Article 6 bullet 07 December 2006

Short-Tailed Pipit

by Hugh Chittenden

Short-tailed Pipit Anthus brachyura is one of the world’s rarest pipit species. In South Africa it is an uncommon localized breeding Red Data species listed as Vulnerable. However, because of its shy and secretive habits, it is perhaps overlooked to a great extent. Unlike many other pipit species they seldom venture out into the open, preferring to remain in their short grassy environment.

Female Short-Tailed Pipit

Experienced birders will tell you that you will be lucky to get fleeting glimpses of flushed birds, and probably at best you'll get distant views of them doing aerial cruises over short, recently burnt grassland.

Male Short-Tailed Pipit

Habitat

Their preferred habitat during the breeding season is short sparse grassland, while in the winter months are also recorded on short seasonally flooded grassland. Winter burning of grassland is important for the maintenance of short ankle-high grassland in which this species breeds.

- _Exercise set_:
(a) Retype the stretch of the pipit article from "Experienced birders will" through "recently burnt grassland.".
(b) Write the next part of the Short-tailed Pipit article, picking up after its last sentence.

- _Data records_:
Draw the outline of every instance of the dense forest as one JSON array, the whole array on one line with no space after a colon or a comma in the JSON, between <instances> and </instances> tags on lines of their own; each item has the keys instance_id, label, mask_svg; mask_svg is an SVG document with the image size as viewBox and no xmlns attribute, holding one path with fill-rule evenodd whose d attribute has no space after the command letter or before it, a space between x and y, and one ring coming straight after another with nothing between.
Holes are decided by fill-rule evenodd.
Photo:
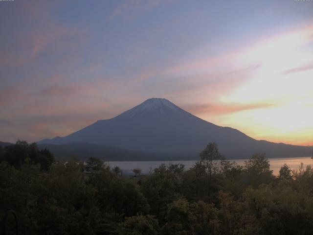
<instances>
[{"instance_id":1,"label":"dense forest","mask_svg":"<svg viewBox=\"0 0 313 235\"><path fill-rule=\"evenodd\" d=\"M162 164L126 176L96 158L62 162L19 141L0 147L0 161L8 234L10 210L22 235L313 234L313 170L285 164L274 176L264 154L240 166L209 143L188 170Z\"/></svg>"}]
</instances>

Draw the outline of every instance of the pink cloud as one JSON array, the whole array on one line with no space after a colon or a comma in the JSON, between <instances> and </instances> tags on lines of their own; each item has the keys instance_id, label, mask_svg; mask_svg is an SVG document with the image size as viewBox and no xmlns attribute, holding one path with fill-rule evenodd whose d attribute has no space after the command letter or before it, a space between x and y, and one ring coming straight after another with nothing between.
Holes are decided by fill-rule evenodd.
<instances>
[{"instance_id":1,"label":"pink cloud","mask_svg":"<svg viewBox=\"0 0 313 235\"><path fill-rule=\"evenodd\" d=\"M252 109L262 109L272 106L270 104L247 104L217 103L208 104L189 104L183 108L192 114L197 115L210 113L214 115L223 115Z\"/></svg>"}]
</instances>

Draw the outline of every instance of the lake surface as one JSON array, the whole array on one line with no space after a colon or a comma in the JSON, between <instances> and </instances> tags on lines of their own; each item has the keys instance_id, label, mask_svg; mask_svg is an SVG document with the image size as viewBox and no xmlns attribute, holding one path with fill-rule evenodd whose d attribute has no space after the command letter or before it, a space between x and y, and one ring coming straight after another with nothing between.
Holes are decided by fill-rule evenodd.
<instances>
[{"instance_id":1,"label":"lake surface","mask_svg":"<svg viewBox=\"0 0 313 235\"><path fill-rule=\"evenodd\" d=\"M237 164L241 165L245 164L245 161L248 159L237 159L235 161ZM291 169L299 168L301 163L303 163L305 167L308 165L313 165L313 160L310 157L304 158L269 158L270 169L273 170L273 174L278 175L280 167L285 163L288 164ZM161 164L168 165L170 163L176 164L180 163L185 165L185 169L188 170L195 164L197 161L143 161L143 162L108 162L111 167L118 166L123 170L125 175L134 174L133 169L140 168L142 174L147 174L151 169L158 167ZM313 165L312 166L313 166Z\"/></svg>"}]
</instances>

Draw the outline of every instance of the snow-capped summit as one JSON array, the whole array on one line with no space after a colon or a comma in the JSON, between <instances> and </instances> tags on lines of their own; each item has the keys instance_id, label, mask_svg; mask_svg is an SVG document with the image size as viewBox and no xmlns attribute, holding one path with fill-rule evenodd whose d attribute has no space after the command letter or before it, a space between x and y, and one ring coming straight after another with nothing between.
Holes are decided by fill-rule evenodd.
<instances>
[{"instance_id":1,"label":"snow-capped summit","mask_svg":"<svg viewBox=\"0 0 313 235\"><path fill-rule=\"evenodd\" d=\"M120 116L140 118L151 115L155 117L169 118L173 115L176 116L186 114L188 113L166 99L151 98L139 105L124 112Z\"/></svg>"},{"instance_id":2,"label":"snow-capped summit","mask_svg":"<svg viewBox=\"0 0 313 235\"><path fill-rule=\"evenodd\" d=\"M221 152L229 158L249 158L260 152L266 152L268 157L301 157L311 153L310 148L257 141L238 130L201 119L167 99L156 98L67 136L39 143L89 143L195 158L210 142L217 143Z\"/></svg>"}]
</instances>

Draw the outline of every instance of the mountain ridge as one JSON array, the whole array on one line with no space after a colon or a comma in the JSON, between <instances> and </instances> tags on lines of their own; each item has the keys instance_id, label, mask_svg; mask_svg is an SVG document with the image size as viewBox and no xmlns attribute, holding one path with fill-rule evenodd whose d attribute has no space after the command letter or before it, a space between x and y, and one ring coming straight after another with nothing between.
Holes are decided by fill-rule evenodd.
<instances>
[{"instance_id":1,"label":"mountain ridge","mask_svg":"<svg viewBox=\"0 0 313 235\"><path fill-rule=\"evenodd\" d=\"M248 158L257 152L268 157L310 156L310 148L257 141L236 129L203 120L163 98L148 99L114 118L99 120L64 137L40 144L83 142L131 150L181 153L193 158L209 142L228 158Z\"/></svg>"}]
</instances>

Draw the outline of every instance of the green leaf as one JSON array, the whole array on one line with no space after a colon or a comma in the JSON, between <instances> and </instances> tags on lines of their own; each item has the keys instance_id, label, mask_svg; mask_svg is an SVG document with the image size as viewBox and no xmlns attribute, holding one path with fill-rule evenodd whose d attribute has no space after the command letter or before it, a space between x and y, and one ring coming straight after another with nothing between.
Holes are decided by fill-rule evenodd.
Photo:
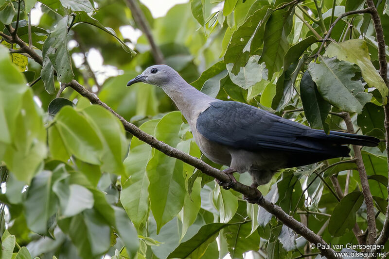
<instances>
[{"instance_id":1,"label":"green leaf","mask_svg":"<svg viewBox=\"0 0 389 259\"><path fill-rule=\"evenodd\" d=\"M123 125L112 113L99 105L91 105L82 111L102 141L103 151L101 170L124 175L123 159L128 144Z\"/></svg>"},{"instance_id":2,"label":"green leaf","mask_svg":"<svg viewBox=\"0 0 389 259\"><path fill-rule=\"evenodd\" d=\"M114 209L115 227L119 236L124 243L130 258L135 258L139 247L137 230L123 209L114 207Z\"/></svg>"},{"instance_id":3,"label":"green leaf","mask_svg":"<svg viewBox=\"0 0 389 259\"><path fill-rule=\"evenodd\" d=\"M336 58L319 57L320 63L310 63L308 70L323 98L341 111L360 113L371 95L365 92L360 81L352 79L357 66Z\"/></svg>"},{"instance_id":4,"label":"green leaf","mask_svg":"<svg viewBox=\"0 0 389 259\"><path fill-rule=\"evenodd\" d=\"M220 221L227 223L238 210L238 199L230 190L224 190L216 185L212 194L213 205L219 211Z\"/></svg>"},{"instance_id":5,"label":"green leaf","mask_svg":"<svg viewBox=\"0 0 389 259\"><path fill-rule=\"evenodd\" d=\"M258 64L260 56L258 55L250 57L246 65L240 67L238 74L235 75L232 72L233 64L227 65L229 75L232 82L247 89L259 82L263 79L267 79L267 70L265 68L265 64Z\"/></svg>"},{"instance_id":6,"label":"green leaf","mask_svg":"<svg viewBox=\"0 0 389 259\"><path fill-rule=\"evenodd\" d=\"M19 77L22 76L19 73ZM46 131L42 113L33 98L32 91L29 89L21 100L20 112L14 122L16 127L14 139L3 158L10 171L19 180L27 183L37 173L47 155Z\"/></svg>"},{"instance_id":7,"label":"green leaf","mask_svg":"<svg viewBox=\"0 0 389 259\"><path fill-rule=\"evenodd\" d=\"M23 247L18 252L15 259L32 259L32 258L28 250L25 247Z\"/></svg>"},{"instance_id":8,"label":"green leaf","mask_svg":"<svg viewBox=\"0 0 389 259\"><path fill-rule=\"evenodd\" d=\"M16 239L14 235L10 235L6 230L1 238L1 259L9 259L12 257L12 252L15 247Z\"/></svg>"},{"instance_id":9,"label":"green leaf","mask_svg":"<svg viewBox=\"0 0 389 259\"><path fill-rule=\"evenodd\" d=\"M178 133L182 121L181 113L172 112L159 121L155 129L157 139L172 146L180 141ZM162 226L169 222L181 210L186 190L182 171L183 162L154 150L146 167L150 181L149 196L151 210L157 225L157 233Z\"/></svg>"},{"instance_id":10,"label":"green leaf","mask_svg":"<svg viewBox=\"0 0 389 259\"><path fill-rule=\"evenodd\" d=\"M212 77L220 74L223 70L226 69L226 65L224 62L219 61L213 64L211 67L203 72L201 75L197 80L191 83L192 86L198 90L201 89L204 83Z\"/></svg>"},{"instance_id":11,"label":"green leaf","mask_svg":"<svg viewBox=\"0 0 389 259\"><path fill-rule=\"evenodd\" d=\"M4 24L10 24L12 22L16 14L16 10L14 7L14 5L10 2L3 10L0 11L0 22Z\"/></svg>"},{"instance_id":12,"label":"green leaf","mask_svg":"<svg viewBox=\"0 0 389 259\"><path fill-rule=\"evenodd\" d=\"M260 62L265 62L268 70L269 78L278 71L283 64L283 56L289 47L287 36L290 33L293 20L291 10L287 8L274 12L266 23L264 38L264 50ZM251 44L251 52L260 47L254 46L255 37ZM284 70L285 69L284 68Z\"/></svg>"},{"instance_id":13,"label":"green leaf","mask_svg":"<svg viewBox=\"0 0 389 259\"><path fill-rule=\"evenodd\" d=\"M74 78L71 58L68 49L68 20L69 16L66 16L58 22L57 26L45 41L42 49L43 60L48 58L50 60L52 65L57 71L58 81L65 83L70 82Z\"/></svg>"},{"instance_id":14,"label":"green leaf","mask_svg":"<svg viewBox=\"0 0 389 259\"><path fill-rule=\"evenodd\" d=\"M265 6L256 11L232 33L224 55L224 62L226 64L234 64L231 71L234 75L237 75L240 68L244 66L248 61L252 37L254 33L264 31L264 24L273 12L271 8L273 7ZM261 41L259 45L261 45L263 37L259 38Z\"/></svg>"},{"instance_id":15,"label":"green leaf","mask_svg":"<svg viewBox=\"0 0 389 259\"><path fill-rule=\"evenodd\" d=\"M180 243L167 258L201 258L208 245L219 235L219 232L228 226L223 223L211 223L203 226L193 237Z\"/></svg>"},{"instance_id":16,"label":"green leaf","mask_svg":"<svg viewBox=\"0 0 389 259\"><path fill-rule=\"evenodd\" d=\"M356 123L365 134L374 129L384 129L384 108L372 103L367 103L358 114Z\"/></svg>"},{"instance_id":17,"label":"green leaf","mask_svg":"<svg viewBox=\"0 0 389 259\"><path fill-rule=\"evenodd\" d=\"M53 173L43 171L31 181L23 203L28 227L42 235L47 233L47 222L57 209L58 201L51 191Z\"/></svg>"},{"instance_id":18,"label":"green leaf","mask_svg":"<svg viewBox=\"0 0 389 259\"><path fill-rule=\"evenodd\" d=\"M259 249L259 235L257 231L250 235L251 228L249 222L230 225L225 228L228 250L232 259L242 259L245 252Z\"/></svg>"},{"instance_id":19,"label":"green leaf","mask_svg":"<svg viewBox=\"0 0 389 259\"><path fill-rule=\"evenodd\" d=\"M85 118L66 106L57 113L55 124L68 152L93 164L101 163L103 146L95 130Z\"/></svg>"},{"instance_id":20,"label":"green leaf","mask_svg":"<svg viewBox=\"0 0 389 259\"><path fill-rule=\"evenodd\" d=\"M50 102L50 103L49 104L49 107L47 108L47 112L49 113L49 114L55 115L59 112L61 108L65 105L70 105L71 107L74 107L74 104L73 103L73 102L66 98L63 98L62 97L55 98Z\"/></svg>"},{"instance_id":21,"label":"green leaf","mask_svg":"<svg viewBox=\"0 0 389 259\"><path fill-rule=\"evenodd\" d=\"M204 0L191 0L191 9L193 16L198 23L204 26Z\"/></svg>"},{"instance_id":22,"label":"green leaf","mask_svg":"<svg viewBox=\"0 0 389 259\"><path fill-rule=\"evenodd\" d=\"M94 11L94 8L89 0L59 0L64 7L72 11L84 11L89 13Z\"/></svg>"},{"instance_id":23,"label":"green leaf","mask_svg":"<svg viewBox=\"0 0 389 259\"><path fill-rule=\"evenodd\" d=\"M363 40L350 40L337 43L332 43L326 50L329 57L336 56L339 60L356 64L361 69L362 76L371 87L375 87L381 93L383 100L388 96L388 87L384 80L370 61L367 44Z\"/></svg>"},{"instance_id":24,"label":"green leaf","mask_svg":"<svg viewBox=\"0 0 389 259\"><path fill-rule=\"evenodd\" d=\"M331 108L318 90L316 84L308 71L302 76L300 82L301 100L304 112L311 128L329 130L325 120Z\"/></svg>"},{"instance_id":25,"label":"green leaf","mask_svg":"<svg viewBox=\"0 0 389 259\"><path fill-rule=\"evenodd\" d=\"M154 134L159 120L151 120L140 129ZM151 147L139 139L133 137L128 156L124 162L127 177L122 177L120 201L137 229L147 219L149 202L147 188L149 182L146 166L151 154Z\"/></svg>"},{"instance_id":26,"label":"green leaf","mask_svg":"<svg viewBox=\"0 0 389 259\"><path fill-rule=\"evenodd\" d=\"M226 0L224 1L224 6L223 8L223 15L227 16L232 12L236 5L238 0Z\"/></svg>"},{"instance_id":27,"label":"green leaf","mask_svg":"<svg viewBox=\"0 0 389 259\"><path fill-rule=\"evenodd\" d=\"M136 54L136 53L134 50L130 49L123 41L119 38L113 30L110 28L105 27L99 21L89 16L85 12L75 12L75 13L76 13L76 16L74 18L74 21L73 22L74 24L80 22L88 23L88 24L90 24L102 30L116 39L116 40L122 45L122 48L123 48L123 49L124 49L125 52L130 54L129 57L133 57Z\"/></svg>"},{"instance_id":28,"label":"green leaf","mask_svg":"<svg viewBox=\"0 0 389 259\"><path fill-rule=\"evenodd\" d=\"M335 206L328 223L328 231L334 237L339 237L351 229L355 223L355 213L363 202L360 192L354 192L344 196Z\"/></svg>"}]
</instances>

- _Answer section_:
(a)
Experienced birders will tell you that you will be lucky to get fleeting glimpses of flushed birds, and probably at best you'll get distant views of them doing aerial cruises over short, recently burnt grassland.

(b)
Short tailed Pipit habitat

Short-Tailed Pipit eggs Short-Tailed Pipit chicks

Sexual dimorphism

Pipits are sexually monomorphic. At both nests where I have photographed (Melmoth and Vernon Crookes Nature Reserve, both in KwaZulu-Natal), the males have had distinctly buffy underparts, while the females were white with bold chest streaking.

male and female Short-Tailed Pipit

At the Vernon Crooks nest, only the female (whiter bird) brooded the one day-old chicks and when the male arrived with food while she was away, he would wait patiently for her return at the rim of the nest. It seems that Short-tailed Pipits are sexually dimorphic - unless by some amazing co-incidence, the male in both pairs just happened to be the brown or buff 'morph' bird (see Peacock 2006. Pipits of southern Africa: p116).